- **TASK MATERIAL**
····················

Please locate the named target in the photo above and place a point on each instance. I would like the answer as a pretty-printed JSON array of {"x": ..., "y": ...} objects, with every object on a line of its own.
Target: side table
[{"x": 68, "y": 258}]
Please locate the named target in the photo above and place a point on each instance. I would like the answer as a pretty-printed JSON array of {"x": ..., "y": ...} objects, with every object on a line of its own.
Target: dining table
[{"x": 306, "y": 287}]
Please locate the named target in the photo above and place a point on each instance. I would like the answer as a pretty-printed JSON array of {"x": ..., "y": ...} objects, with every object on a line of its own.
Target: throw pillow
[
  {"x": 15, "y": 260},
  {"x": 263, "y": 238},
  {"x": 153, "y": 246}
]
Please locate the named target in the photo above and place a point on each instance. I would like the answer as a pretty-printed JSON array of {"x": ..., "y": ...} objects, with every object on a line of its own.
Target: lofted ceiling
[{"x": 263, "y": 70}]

····················

- **SHORT EXERCISE**
Copy all of the material above word for word, keeping every line as it appears.

- **ANSWER BELOW**
Please locate the named target in the photo above and place a point on each instance. I would like the answer as a pretty-printed JSON array of {"x": ..., "y": ...} objects, with every object on a line of its own.
Target: side table
[{"x": 68, "y": 258}]
Please locate the named target in the photo above and place a point on each instance. I would like the answer as a pretty-printed JSON array of {"x": ..., "y": ...} objects, with every object on a line of its own.
Target: dining table
[{"x": 306, "y": 287}]
Please locate the named target in the photo above and place a point on each instance. I would like the answer as a pretty-printed JSON array of {"x": ..., "y": ...} objects, with every object on a line of its own.
Target: throw pillow
[
  {"x": 15, "y": 260},
  {"x": 263, "y": 238},
  {"x": 153, "y": 246}
]
Please locate the named target in the photo above and place a point on each instance. I would like the answer as a pretty-printed JSON array of {"x": ..., "y": ...} objects, with every object on a line of its own.
Target: lofted ceiling
[{"x": 263, "y": 70}]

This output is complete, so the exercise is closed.